Show all headers | View raw


On 2025-04-11, Aharon Robbins <arnold@freefriends.org> wrote:
> In article <vt9dre$3t3po$1@dont-email.me>,
> Janis Papanagnou  <janis_papanagnou+ng@hotmail.com> wrote:
>>The feature can be very useful,
>>but not for the case I was looking for. - Actually, it could have
>>provided the functionality I was seeking, but since GNU Awk relies
>>on the GNU regexp functions as they are implemented I cannot expect
>>that any provided features gets extended by Awk. - If GNU Awk would
>>have an own RE implementation then we could think about using, e.g.,
>>another array dimension to store the (now only temporary existing,
>>and generally unavailable) subexpressions.
>
> Actually, this is not so trivial.  The data structures at the C level
> as mandated by POSIX are one dimensional; the submatches in parentheses
> are counted from left to right. There's no way to represent the
> subexpressions that are under control of interval expressions, which
> would essentially require a two-dimensional data structure.
>
> Mike Haertel is writing a new regexp matcher for gawk; it was announced
> here some time agao: https://github.com/mikehaertel/minrx. The code is
> in the feature/minrx branch of the gawk Git repository.
>
> I just opened an issue, https://github.com/mikehaertel/minrx/issues/43,
> about this question. We shall see what develops.

#### Required work
List the full name of every person named in the forum post.

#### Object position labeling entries
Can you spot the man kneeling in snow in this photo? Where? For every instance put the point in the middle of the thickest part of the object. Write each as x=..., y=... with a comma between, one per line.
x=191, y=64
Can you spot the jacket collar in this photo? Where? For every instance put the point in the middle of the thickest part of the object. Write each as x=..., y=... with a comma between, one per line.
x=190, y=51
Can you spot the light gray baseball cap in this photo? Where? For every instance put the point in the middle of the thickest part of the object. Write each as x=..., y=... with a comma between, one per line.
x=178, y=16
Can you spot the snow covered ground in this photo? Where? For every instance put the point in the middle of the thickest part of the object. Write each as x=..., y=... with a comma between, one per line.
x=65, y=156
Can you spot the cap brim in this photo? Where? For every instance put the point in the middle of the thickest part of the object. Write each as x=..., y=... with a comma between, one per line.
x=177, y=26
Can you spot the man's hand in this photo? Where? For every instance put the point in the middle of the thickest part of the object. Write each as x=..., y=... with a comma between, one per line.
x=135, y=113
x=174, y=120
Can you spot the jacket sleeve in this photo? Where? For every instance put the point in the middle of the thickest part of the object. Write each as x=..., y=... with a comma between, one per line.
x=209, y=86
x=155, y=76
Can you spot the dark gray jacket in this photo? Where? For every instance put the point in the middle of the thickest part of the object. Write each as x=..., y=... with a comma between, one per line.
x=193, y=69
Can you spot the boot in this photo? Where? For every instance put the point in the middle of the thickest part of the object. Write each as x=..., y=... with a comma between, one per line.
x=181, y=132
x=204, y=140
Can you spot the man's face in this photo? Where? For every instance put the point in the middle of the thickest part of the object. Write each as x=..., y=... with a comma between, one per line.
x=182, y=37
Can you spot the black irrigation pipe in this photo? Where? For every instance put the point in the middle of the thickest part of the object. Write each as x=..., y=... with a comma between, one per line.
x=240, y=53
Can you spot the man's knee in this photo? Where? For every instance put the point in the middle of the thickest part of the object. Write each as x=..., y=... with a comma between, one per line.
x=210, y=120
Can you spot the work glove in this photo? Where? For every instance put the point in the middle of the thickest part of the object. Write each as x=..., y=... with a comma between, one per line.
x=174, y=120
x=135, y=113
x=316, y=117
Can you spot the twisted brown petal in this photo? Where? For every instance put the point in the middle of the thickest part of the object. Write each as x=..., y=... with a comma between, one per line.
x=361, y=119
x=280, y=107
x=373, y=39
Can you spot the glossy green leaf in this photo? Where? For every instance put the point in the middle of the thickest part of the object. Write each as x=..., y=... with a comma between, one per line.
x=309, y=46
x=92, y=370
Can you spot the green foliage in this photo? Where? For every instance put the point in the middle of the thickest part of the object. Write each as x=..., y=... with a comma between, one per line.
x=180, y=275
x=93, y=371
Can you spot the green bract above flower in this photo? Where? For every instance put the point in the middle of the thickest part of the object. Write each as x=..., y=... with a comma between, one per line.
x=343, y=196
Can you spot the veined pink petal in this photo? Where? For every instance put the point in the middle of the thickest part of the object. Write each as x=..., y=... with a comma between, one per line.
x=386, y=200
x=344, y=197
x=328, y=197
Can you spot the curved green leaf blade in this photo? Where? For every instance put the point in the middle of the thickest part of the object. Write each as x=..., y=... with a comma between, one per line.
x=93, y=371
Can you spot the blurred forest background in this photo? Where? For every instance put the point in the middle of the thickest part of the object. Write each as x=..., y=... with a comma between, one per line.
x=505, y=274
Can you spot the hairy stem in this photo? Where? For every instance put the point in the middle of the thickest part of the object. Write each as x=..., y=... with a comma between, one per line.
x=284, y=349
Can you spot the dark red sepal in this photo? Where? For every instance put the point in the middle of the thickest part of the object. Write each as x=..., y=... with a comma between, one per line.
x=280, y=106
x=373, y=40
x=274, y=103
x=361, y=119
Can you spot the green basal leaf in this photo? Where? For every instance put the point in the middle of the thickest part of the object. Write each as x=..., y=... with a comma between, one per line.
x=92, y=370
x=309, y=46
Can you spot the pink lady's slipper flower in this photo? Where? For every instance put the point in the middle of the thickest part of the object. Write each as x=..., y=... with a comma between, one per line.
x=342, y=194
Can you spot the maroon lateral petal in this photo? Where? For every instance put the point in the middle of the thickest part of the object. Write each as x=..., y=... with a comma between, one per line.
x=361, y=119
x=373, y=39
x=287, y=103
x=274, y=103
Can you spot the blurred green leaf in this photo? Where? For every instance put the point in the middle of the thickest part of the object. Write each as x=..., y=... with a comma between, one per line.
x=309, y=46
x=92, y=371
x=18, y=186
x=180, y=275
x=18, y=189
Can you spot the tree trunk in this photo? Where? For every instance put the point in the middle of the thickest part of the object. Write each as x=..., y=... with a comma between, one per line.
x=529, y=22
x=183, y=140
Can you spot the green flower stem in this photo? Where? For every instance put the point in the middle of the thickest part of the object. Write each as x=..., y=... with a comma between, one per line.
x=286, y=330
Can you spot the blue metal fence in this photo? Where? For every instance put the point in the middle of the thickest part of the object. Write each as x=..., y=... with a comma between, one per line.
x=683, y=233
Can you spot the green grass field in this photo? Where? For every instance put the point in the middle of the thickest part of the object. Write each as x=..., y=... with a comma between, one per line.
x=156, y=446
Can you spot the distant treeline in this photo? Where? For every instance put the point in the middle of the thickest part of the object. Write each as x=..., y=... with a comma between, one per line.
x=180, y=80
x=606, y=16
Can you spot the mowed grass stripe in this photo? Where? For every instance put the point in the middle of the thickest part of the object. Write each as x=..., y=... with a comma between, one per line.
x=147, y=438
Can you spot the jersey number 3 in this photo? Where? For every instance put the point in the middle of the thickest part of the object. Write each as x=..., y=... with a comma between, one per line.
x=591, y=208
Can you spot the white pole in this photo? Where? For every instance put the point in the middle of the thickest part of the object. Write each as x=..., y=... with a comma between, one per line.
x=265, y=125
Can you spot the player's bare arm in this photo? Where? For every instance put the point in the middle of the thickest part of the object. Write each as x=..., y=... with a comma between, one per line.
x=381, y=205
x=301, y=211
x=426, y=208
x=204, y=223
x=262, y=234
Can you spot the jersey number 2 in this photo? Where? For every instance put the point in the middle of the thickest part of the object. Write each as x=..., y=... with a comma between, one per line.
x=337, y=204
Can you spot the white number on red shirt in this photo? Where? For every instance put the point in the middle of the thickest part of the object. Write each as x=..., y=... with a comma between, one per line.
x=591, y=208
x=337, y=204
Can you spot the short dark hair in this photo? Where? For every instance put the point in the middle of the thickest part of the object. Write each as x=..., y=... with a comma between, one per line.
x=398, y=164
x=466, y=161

#### Solution for this exercise
Aharon Robbins, Janis Papanagnou, Mike Haertel